Rewrite all of the data below, changing each "Sample of the form" to "Example of the format" and keeping everything else the same.
--- START ---
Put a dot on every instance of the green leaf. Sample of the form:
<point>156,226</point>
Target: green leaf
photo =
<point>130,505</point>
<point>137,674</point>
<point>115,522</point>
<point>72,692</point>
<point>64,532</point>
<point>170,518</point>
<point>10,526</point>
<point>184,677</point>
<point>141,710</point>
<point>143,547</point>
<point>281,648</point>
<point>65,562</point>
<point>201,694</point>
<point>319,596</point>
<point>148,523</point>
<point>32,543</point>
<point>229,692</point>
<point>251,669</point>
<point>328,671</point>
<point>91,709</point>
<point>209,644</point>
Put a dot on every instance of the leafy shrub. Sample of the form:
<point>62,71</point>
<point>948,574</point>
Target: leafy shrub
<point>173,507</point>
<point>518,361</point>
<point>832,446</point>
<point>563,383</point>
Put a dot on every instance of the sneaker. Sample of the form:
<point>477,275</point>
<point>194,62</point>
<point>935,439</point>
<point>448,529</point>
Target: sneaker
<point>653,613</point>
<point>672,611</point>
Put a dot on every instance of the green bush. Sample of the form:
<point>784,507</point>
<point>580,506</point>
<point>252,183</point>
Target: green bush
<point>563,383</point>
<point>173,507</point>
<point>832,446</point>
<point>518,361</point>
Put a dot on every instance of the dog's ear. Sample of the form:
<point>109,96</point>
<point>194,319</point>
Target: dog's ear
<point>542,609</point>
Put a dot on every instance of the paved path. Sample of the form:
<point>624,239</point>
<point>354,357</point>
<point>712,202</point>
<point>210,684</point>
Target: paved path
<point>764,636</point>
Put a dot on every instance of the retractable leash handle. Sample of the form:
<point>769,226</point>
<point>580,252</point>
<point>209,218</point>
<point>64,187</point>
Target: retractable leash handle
--- END ---
**Reply:**
Put a dot on every instance of the green leaf. Example of the format:
<point>156,226</point>
Target: green leaf
photo =
<point>130,505</point>
<point>137,674</point>
<point>115,522</point>
<point>72,692</point>
<point>64,532</point>
<point>170,518</point>
<point>10,526</point>
<point>184,677</point>
<point>141,710</point>
<point>143,547</point>
<point>281,648</point>
<point>65,562</point>
<point>201,694</point>
<point>319,596</point>
<point>148,523</point>
<point>32,543</point>
<point>229,692</point>
<point>251,669</point>
<point>328,671</point>
<point>91,709</point>
<point>209,644</point>
Put a dot on every instance of the leafy shrub. Example of the format:
<point>62,71</point>
<point>948,574</point>
Target: leafy shrub
<point>173,507</point>
<point>518,361</point>
<point>832,446</point>
<point>563,383</point>
Put a dot on every instance of the sneaker. Example of the format:
<point>477,275</point>
<point>194,62</point>
<point>935,439</point>
<point>448,529</point>
Target: sneaker
<point>653,613</point>
<point>672,611</point>
Put a dot on every instance of the green bush. Example of the format:
<point>784,507</point>
<point>580,506</point>
<point>252,183</point>
Target: green bush
<point>563,383</point>
<point>173,507</point>
<point>832,446</point>
<point>518,361</point>
Put a dot on every instance of the dog's ear. Example of the format:
<point>109,96</point>
<point>194,319</point>
Target: dog's ear
<point>542,609</point>
Put a dot on every instance of the paved path. Example of the format:
<point>624,239</point>
<point>354,357</point>
<point>712,202</point>
<point>210,684</point>
Target: paved path
<point>764,636</point>
Put a dot on every instance of the retractable leash handle. Example of the format:
<point>769,226</point>
<point>580,252</point>
<point>209,218</point>
<point>64,187</point>
Target: retractable leash handle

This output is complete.